Pull out every line below that contains the word "pond", and copy each one unchanged.

DATA PROVIDED ▸
## begin

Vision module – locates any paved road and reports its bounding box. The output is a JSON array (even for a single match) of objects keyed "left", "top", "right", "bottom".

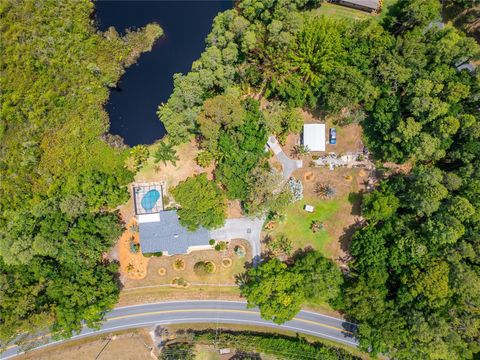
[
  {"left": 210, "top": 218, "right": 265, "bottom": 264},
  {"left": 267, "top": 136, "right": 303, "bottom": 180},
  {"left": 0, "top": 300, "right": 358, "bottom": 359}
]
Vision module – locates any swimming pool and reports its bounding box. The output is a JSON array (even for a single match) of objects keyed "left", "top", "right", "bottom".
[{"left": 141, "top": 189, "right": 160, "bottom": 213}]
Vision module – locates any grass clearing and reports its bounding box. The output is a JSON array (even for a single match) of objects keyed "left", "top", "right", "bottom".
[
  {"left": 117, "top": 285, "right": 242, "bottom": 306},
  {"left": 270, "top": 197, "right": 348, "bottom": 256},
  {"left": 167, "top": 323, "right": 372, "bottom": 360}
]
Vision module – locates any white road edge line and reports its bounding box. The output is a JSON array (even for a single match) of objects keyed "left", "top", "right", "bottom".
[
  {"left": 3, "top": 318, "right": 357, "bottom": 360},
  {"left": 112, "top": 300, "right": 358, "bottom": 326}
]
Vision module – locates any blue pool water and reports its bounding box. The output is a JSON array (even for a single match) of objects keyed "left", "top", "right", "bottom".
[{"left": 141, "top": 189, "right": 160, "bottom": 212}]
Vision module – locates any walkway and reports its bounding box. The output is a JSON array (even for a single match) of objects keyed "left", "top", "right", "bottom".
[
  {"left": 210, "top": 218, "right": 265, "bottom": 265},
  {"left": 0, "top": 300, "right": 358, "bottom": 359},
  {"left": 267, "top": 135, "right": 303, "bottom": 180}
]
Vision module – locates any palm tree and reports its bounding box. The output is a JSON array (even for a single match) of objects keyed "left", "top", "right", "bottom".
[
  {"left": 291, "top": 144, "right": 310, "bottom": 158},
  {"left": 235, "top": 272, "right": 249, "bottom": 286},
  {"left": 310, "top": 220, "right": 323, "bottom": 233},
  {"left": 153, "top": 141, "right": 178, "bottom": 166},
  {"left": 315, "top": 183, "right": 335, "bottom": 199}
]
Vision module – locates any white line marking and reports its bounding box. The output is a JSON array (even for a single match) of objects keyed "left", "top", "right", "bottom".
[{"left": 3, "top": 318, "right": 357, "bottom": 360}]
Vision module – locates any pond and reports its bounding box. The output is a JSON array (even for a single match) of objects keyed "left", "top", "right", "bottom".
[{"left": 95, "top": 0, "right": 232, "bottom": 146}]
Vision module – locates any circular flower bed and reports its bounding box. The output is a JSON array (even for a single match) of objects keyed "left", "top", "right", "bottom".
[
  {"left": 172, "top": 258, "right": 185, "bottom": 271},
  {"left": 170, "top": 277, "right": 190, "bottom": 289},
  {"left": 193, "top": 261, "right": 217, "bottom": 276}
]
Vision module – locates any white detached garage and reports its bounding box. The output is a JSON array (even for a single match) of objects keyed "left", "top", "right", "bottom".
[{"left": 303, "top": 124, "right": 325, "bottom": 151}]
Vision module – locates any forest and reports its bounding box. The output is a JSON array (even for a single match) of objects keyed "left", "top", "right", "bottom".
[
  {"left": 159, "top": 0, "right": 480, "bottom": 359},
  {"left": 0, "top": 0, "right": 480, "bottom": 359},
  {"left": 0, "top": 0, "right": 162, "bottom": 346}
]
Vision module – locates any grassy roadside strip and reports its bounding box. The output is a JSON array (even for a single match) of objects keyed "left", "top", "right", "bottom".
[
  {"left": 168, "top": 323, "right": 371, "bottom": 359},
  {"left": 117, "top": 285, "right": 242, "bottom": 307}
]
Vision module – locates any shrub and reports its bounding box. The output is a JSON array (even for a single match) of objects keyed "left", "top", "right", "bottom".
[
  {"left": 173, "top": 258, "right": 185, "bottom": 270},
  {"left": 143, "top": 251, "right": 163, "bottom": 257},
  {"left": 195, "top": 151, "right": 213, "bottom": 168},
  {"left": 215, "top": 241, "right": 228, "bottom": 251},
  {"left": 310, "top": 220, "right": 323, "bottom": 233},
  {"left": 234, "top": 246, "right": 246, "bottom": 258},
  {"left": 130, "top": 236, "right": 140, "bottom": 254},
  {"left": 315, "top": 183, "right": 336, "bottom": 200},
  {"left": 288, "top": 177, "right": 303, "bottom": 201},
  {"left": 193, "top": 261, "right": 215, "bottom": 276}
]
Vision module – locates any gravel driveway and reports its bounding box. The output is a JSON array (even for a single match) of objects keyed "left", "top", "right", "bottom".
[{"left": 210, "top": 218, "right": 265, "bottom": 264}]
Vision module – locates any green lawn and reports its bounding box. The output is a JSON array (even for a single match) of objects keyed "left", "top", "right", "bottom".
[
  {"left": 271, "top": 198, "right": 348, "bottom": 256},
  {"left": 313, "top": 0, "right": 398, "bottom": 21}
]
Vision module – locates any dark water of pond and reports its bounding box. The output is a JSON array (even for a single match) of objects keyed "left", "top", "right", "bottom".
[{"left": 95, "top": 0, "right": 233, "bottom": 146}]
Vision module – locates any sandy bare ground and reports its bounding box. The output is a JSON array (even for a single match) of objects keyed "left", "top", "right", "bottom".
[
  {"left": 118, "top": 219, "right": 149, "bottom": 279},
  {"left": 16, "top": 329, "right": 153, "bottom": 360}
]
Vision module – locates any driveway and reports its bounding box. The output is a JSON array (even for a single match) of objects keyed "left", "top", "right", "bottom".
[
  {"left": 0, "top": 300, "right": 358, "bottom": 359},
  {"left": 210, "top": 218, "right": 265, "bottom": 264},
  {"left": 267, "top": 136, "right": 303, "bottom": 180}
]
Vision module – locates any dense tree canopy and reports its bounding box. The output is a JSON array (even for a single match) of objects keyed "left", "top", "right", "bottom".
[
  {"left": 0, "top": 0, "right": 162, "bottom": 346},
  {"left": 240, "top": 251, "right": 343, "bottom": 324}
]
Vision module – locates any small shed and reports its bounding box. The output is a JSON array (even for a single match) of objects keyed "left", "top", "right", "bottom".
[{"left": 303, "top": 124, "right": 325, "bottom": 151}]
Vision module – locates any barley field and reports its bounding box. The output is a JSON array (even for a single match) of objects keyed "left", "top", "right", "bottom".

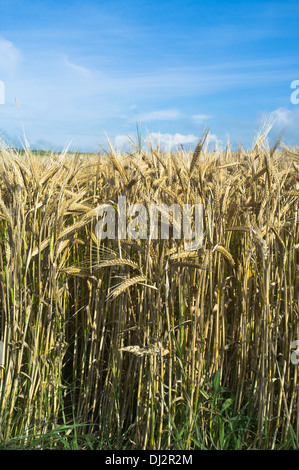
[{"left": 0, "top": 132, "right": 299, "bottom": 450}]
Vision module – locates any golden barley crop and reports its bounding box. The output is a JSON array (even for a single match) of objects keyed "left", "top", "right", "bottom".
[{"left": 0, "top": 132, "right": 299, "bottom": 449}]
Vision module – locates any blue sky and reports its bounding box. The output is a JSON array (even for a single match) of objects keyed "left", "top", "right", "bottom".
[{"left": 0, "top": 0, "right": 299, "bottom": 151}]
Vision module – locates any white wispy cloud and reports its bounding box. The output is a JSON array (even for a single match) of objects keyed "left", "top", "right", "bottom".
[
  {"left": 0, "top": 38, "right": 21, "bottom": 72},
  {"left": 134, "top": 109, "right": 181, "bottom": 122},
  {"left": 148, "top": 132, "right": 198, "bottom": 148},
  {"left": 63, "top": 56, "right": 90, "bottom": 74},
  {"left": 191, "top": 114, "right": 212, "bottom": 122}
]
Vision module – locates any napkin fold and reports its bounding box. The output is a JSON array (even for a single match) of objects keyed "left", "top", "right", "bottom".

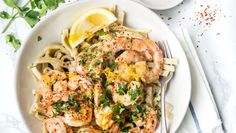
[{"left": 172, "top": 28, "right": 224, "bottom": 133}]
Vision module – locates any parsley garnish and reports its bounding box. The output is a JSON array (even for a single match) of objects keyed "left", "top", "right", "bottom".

## end

THE OUTPUT ▸
Vision module – locates any pond and reports its bounding box. The output is a JSON array (even for a single match) of objects keyed "left", "top", "right", "bottom".
Vision module – locates any dark water of pond and reports its bounding box. The output is a JSON array (even for a single match) of objects keyed "left", "top", "right", "bottom".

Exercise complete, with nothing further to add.